The exercise: Put the lines of each item into a JSON list of strings, one string per line and no strings for blank lines. Leave the pictures out.

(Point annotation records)
_ _ _ _ _

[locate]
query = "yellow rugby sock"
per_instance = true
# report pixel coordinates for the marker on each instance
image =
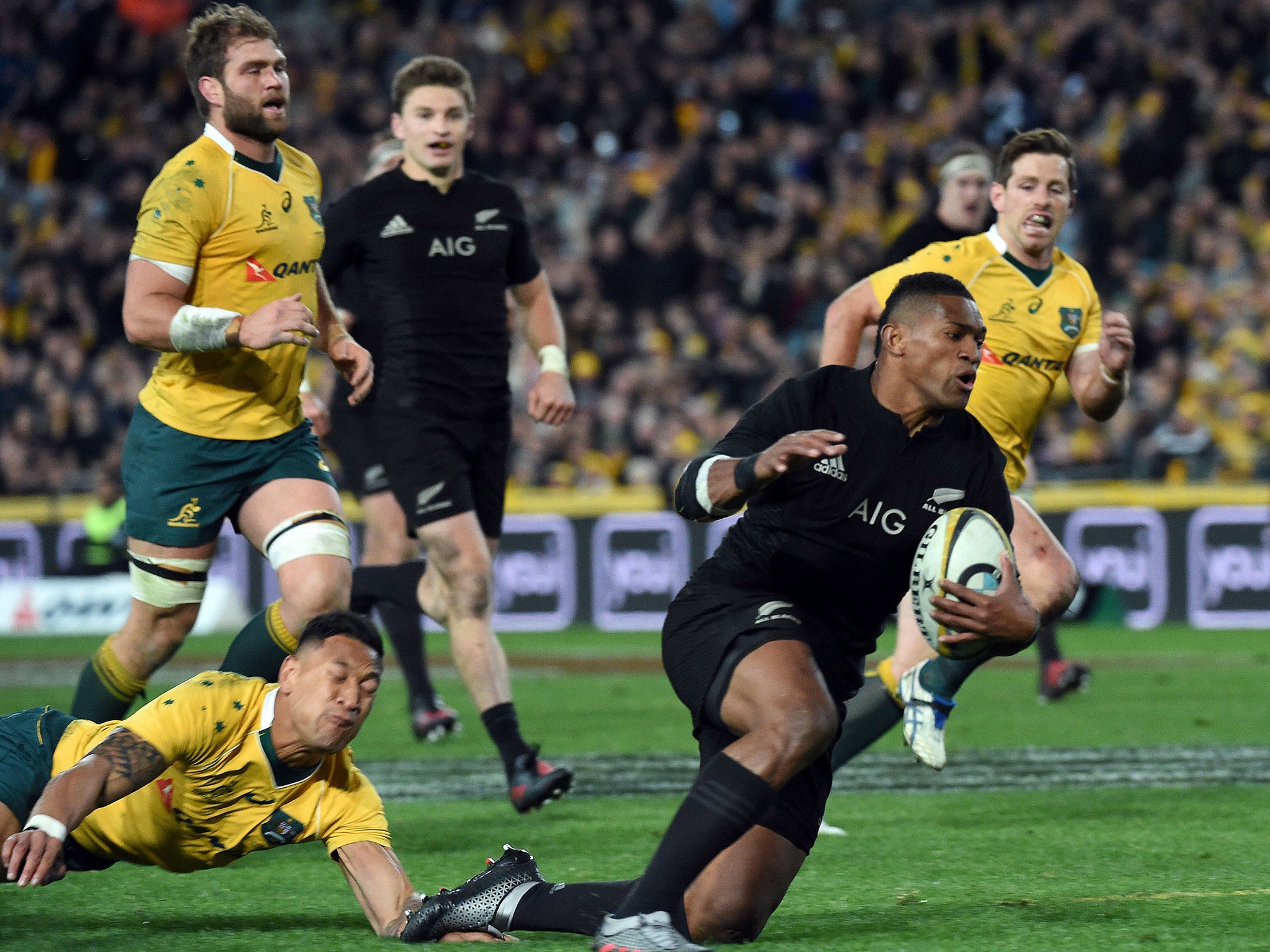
(888, 677)
(106, 689)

_ _ _ _ _

Full solution:
[
  "[locate]",
  "query = \"yellow rugby sock\"",
  "per_instance = true",
  "# report pixel coordinates for the marker on each instance",
  "image =",
  "(888, 677)",
  "(106, 689)"
]